**DIRECTIVE**
Please reproduce all of the data below line for line without changing anything, and leave the pictures out.

□ □ □

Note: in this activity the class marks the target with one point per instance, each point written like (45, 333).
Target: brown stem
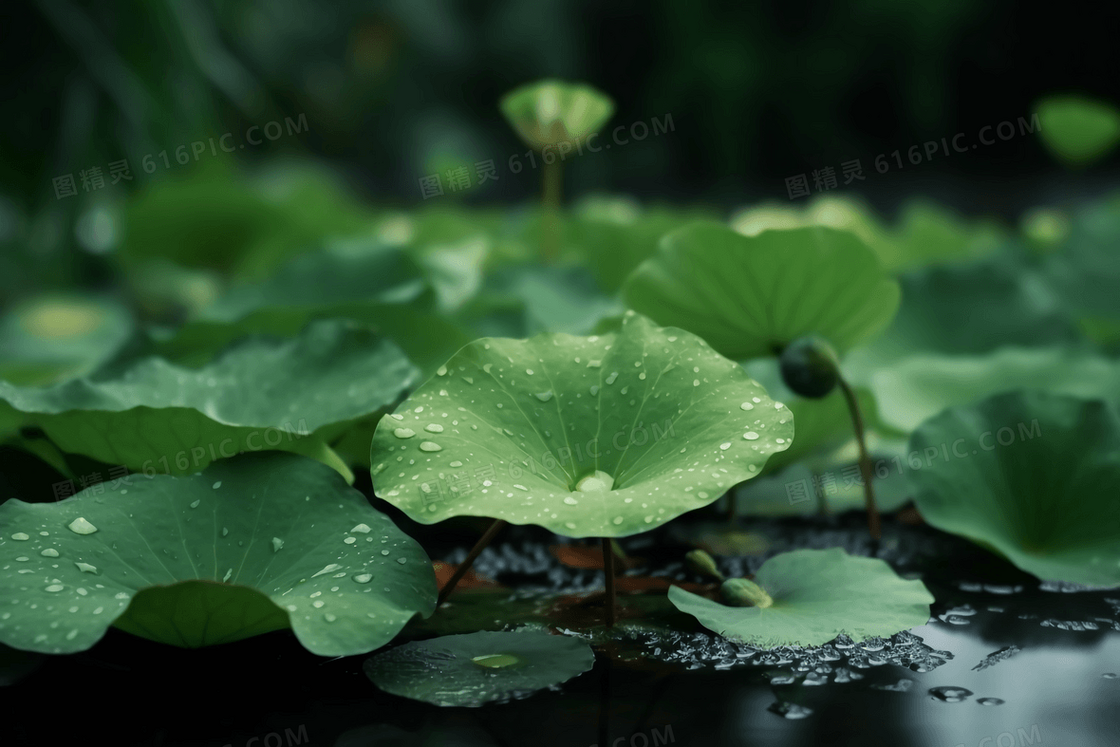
(465, 566)
(865, 460)
(608, 571)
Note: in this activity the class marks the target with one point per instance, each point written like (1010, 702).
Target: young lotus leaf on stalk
(554, 118)
(604, 436)
(804, 295)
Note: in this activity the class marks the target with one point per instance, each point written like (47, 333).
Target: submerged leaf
(815, 595)
(602, 436)
(479, 668)
(254, 543)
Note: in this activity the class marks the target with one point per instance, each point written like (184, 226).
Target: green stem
(465, 566)
(551, 181)
(865, 459)
(608, 571)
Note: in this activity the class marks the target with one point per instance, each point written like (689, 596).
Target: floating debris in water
(996, 657)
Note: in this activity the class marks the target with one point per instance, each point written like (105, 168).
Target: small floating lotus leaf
(1032, 475)
(156, 417)
(254, 543)
(479, 668)
(815, 595)
(52, 338)
(750, 296)
(600, 436)
(550, 112)
(1078, 130)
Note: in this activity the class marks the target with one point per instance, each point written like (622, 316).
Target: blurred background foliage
(393, 91)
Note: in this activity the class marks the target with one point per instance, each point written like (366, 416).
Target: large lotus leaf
(942, 308)
(818, 595)
(550, 112)
(750, 296)
(921, 386)
(1032, 475)
(251, 544)
(474, 669)
(50, 338)
(152, 416)
(602, 436)
(1078, 130)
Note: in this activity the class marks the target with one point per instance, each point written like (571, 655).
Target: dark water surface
(1004, 661)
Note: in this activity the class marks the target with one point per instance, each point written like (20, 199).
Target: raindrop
(950, 694)
(80, 525)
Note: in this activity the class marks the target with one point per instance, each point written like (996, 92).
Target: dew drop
(80, 525)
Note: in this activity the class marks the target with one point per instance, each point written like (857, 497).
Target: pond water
(1004, 661)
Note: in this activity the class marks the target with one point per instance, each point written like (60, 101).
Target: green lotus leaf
(550, 112)
(529, 299)
(818, 595)
(941, 305)
(750, 296)
(602, 436)
(474, 669)
(49, 338)
(798, 491)
(254, 543)
(923, 385)
(612, 236)
(822, 423)
(1032, 475)
(1078, 130)
(152, 416)
(375, 285)
(1084, 268)
(213, 216)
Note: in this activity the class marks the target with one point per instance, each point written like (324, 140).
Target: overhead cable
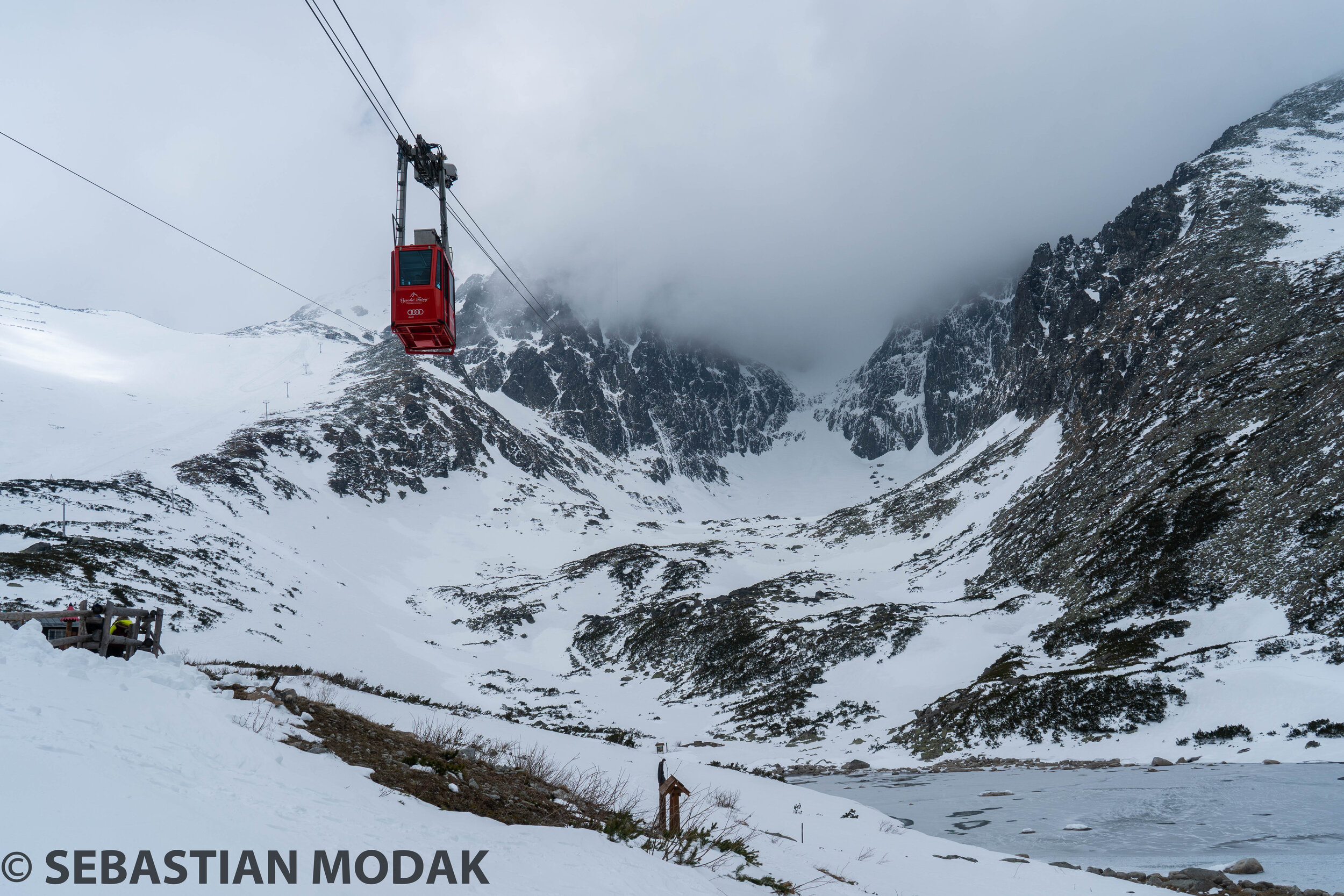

□ □ □

**EXERCISE ANSWER**
Note: in this activity the class marks the target with one point per instance, each point written like (45, 333).
Target: brown stem
(465, 566)
(865, 460)
(608, 571)
Note: in this activity the class marks the target with one point per instance, each point written like (1010, 702).
Target: young lotus leaf on stalk
(554, 118)
(604, 436)
(804, 295)
Note: in this activity the class marks the target with one point per instance, each point written like (47, 333).
Target: submerged leaf
(815, 595)
(602, 436)
(479, 668)
(254, 543)
Note: in this activity the class marks the target with one point per instance, each point written like (184, 226).
Target: green stem
(465, 566)
(551, 181)
(865, 459)
(608, 571)
Note: in this activity the class marks the target with one point per instance, each point written like (689, 596).
Target: floating debris in water
(996, 657)
Note: in this activity the class marks the target with one point per instance, each point written like (105, 168).
Target: small floating lotus leaf
(1032, 475)
(156, 417)
(254, 543)
(479, 668)
(815, 595)
(52, 338)
(750, 296)
(600, 436)
(550, 112)
(1078, 130)
Note: in this activity the class marks the target with one point per instance, each point written like (622, 316).
Target: blurred background foliage
(393, 91)
Note: in this activity the class marks the target with one point per instance, each point written like (366, 416).
Target: large lotus leaf
(942, 308)
(818, 595)
(550, 112)
(750, 296)
(921, 386)
(1032, 475)
(251, 544)
(474, 669)
(50, 338)
(152, 416)
(602, 436)
(1078, 130)
Note: in this activity the class marks the target with one point per instance, each point written like (571, 655).
Target: dark water surface
(1004, 661)
Note: in this activity the class marks the target with one point per instance, each point written like (20, 199).
Target: raindrop
(950, 694)
(80, 525)
Note: in this activity the class marks the target with one point per instance, each point written like (996, 92).
Target: dew drop
(80, 525)
Note: in this activity the class marks the target with one point per instance, each point written like (857, 497).
Target: pond water
(1004, 661)
Note: in this activity the class marks the target with one point per instance, each point written like (60, 101).
Target: green lotus leaf
(550, 112)
(529, 299)
(818, 595)
(941, 305)
(750, 296)
(602, 436)
(474, 669)
(49, 338)
(798, 491)
(254, 543)
(923, 385)
(612, 236)
(822, 423)
(1032, 475)
(1078, 130)
(152, 416)
(375, 285)
(1084, 268)
(213, 216)
Note: in this activity the class marks the target with one point per instance, each point written like (324, 140).
Target: overhead cable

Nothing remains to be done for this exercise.